--- PROBLEM TO SOLVE ---
Swap "porch ceiling" for "porch roof" in the items running from the start through the line containing "[125, 0, 436, 188]", and output those lines with everything else unchanged.

Collected data:
((

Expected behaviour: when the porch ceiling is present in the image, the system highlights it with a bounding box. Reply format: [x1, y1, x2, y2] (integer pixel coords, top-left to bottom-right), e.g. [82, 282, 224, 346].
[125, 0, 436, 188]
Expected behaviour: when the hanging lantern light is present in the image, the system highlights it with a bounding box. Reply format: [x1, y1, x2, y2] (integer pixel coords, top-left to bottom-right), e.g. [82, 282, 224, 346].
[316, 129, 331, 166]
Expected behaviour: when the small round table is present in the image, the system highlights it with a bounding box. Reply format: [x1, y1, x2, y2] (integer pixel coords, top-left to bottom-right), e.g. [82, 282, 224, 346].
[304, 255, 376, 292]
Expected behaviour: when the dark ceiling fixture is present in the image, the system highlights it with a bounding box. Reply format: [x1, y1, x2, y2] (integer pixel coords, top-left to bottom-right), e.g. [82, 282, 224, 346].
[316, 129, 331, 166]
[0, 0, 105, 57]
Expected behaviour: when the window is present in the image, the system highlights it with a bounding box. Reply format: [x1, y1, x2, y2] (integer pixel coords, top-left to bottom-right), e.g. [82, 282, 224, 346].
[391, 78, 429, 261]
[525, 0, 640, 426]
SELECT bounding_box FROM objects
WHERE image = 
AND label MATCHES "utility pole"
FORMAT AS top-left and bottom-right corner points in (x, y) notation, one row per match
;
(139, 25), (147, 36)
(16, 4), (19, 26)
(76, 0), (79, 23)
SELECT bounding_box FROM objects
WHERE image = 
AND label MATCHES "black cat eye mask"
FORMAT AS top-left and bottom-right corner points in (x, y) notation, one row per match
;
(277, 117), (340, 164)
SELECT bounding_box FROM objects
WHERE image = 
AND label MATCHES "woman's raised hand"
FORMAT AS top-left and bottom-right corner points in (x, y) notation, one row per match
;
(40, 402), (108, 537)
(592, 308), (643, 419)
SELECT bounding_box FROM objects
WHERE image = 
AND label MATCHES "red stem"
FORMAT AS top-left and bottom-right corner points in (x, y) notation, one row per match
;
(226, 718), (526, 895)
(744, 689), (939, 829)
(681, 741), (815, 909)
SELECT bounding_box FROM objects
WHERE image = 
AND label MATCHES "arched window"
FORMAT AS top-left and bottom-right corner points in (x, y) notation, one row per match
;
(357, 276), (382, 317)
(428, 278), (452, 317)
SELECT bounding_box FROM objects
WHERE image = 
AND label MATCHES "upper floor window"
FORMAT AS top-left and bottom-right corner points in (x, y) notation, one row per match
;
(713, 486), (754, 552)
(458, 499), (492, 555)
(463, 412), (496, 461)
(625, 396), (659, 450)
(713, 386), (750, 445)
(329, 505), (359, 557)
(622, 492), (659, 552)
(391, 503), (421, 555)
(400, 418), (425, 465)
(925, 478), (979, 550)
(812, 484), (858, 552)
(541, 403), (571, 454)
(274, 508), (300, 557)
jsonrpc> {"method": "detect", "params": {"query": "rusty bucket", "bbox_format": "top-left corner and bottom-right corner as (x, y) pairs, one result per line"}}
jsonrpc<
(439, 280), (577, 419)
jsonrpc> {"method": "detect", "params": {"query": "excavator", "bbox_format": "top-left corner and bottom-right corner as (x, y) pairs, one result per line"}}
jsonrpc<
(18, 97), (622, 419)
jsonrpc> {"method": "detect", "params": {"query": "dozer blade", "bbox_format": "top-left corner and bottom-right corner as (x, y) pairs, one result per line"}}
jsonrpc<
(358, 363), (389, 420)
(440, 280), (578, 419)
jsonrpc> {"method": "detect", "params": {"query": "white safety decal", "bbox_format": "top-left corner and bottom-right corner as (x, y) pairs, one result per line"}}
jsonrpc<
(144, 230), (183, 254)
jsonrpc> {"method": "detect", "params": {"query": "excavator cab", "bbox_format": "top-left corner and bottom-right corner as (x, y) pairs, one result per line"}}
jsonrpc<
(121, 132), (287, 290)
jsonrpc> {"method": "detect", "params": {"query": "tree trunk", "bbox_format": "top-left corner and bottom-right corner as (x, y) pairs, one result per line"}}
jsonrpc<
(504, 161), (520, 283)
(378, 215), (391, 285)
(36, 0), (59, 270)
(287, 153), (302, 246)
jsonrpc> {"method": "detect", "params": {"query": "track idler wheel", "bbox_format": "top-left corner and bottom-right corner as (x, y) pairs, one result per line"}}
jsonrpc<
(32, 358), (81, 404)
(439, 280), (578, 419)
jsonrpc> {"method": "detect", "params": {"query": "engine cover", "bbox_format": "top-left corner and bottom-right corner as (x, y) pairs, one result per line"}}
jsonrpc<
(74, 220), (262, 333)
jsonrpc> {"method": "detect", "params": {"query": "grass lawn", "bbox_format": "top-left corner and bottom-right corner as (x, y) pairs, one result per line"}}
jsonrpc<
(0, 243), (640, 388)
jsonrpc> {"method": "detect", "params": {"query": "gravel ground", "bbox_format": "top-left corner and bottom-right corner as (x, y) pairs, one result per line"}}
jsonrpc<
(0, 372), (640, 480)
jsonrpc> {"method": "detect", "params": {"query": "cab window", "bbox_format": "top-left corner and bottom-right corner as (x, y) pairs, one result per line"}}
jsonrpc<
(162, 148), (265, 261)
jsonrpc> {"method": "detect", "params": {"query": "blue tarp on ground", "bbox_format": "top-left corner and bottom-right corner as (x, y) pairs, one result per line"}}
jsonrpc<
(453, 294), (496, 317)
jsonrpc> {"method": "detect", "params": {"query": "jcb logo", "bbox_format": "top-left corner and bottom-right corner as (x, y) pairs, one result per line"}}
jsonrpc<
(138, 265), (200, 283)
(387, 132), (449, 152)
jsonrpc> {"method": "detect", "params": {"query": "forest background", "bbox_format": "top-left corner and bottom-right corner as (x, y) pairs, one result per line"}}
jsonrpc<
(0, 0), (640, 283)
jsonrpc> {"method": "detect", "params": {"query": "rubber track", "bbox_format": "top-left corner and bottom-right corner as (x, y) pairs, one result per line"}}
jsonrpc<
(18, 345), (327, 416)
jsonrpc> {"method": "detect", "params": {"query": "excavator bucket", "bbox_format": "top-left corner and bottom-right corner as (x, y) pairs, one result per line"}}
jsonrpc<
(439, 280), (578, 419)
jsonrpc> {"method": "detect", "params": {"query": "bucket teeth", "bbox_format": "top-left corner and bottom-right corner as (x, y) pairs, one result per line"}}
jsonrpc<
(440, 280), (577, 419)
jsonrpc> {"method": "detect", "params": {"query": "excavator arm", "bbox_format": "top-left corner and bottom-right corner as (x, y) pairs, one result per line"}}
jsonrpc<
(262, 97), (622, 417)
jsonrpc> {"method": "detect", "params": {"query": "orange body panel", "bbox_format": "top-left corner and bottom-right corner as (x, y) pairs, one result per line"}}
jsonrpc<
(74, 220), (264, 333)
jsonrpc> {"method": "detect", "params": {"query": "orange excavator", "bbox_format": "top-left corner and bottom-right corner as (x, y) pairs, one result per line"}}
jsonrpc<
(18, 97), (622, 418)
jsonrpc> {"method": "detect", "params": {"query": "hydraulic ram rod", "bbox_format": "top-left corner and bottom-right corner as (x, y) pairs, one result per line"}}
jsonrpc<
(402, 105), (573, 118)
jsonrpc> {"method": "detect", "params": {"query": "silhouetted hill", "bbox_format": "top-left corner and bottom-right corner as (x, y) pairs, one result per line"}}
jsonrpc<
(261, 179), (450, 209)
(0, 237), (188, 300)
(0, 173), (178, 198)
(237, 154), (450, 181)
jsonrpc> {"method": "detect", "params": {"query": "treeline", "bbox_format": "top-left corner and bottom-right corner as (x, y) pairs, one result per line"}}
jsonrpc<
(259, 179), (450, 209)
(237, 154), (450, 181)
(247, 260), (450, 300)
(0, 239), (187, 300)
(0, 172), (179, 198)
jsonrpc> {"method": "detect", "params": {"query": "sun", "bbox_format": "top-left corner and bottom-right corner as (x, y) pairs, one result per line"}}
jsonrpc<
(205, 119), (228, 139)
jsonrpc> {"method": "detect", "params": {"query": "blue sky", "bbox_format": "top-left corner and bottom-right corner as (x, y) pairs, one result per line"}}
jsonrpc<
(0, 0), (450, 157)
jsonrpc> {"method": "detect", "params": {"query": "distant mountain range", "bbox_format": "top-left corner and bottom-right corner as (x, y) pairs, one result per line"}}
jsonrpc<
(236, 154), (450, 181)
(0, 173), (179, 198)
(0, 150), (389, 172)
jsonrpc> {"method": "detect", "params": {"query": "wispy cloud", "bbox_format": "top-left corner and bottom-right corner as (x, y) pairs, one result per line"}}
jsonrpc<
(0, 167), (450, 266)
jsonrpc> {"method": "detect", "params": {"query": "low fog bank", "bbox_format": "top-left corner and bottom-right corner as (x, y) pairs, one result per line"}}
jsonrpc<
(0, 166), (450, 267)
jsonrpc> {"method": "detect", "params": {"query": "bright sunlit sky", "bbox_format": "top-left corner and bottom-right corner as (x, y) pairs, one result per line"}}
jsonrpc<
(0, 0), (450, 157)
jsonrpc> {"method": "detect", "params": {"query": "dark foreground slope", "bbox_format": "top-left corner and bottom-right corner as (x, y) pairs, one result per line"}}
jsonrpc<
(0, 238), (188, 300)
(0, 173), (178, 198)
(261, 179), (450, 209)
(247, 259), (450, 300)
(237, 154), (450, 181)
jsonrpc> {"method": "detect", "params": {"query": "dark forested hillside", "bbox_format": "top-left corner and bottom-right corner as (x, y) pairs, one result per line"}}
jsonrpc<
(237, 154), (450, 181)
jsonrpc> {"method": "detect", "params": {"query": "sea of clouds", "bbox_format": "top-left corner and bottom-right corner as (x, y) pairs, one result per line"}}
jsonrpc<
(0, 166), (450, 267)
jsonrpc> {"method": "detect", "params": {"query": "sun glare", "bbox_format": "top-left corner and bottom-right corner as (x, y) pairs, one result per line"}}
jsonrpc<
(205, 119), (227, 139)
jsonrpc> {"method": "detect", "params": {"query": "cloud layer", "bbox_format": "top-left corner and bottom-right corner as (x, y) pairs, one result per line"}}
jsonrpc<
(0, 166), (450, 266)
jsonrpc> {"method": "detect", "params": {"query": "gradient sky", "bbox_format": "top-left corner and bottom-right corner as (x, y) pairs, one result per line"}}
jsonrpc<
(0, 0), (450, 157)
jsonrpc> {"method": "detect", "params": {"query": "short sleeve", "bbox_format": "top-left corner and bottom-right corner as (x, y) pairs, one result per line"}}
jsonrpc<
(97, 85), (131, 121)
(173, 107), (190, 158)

))

--- EXERCISE SOLUTION ---
Expected behaviour: when the porch roof is present in the image, the system highlights it with a bounding box. Reply format: [x1, y1, x2, y2] (integer pixel coords, top-left to bottom-right), e.g. [82, 282, 224, 346].
[125, 0, 436, 188]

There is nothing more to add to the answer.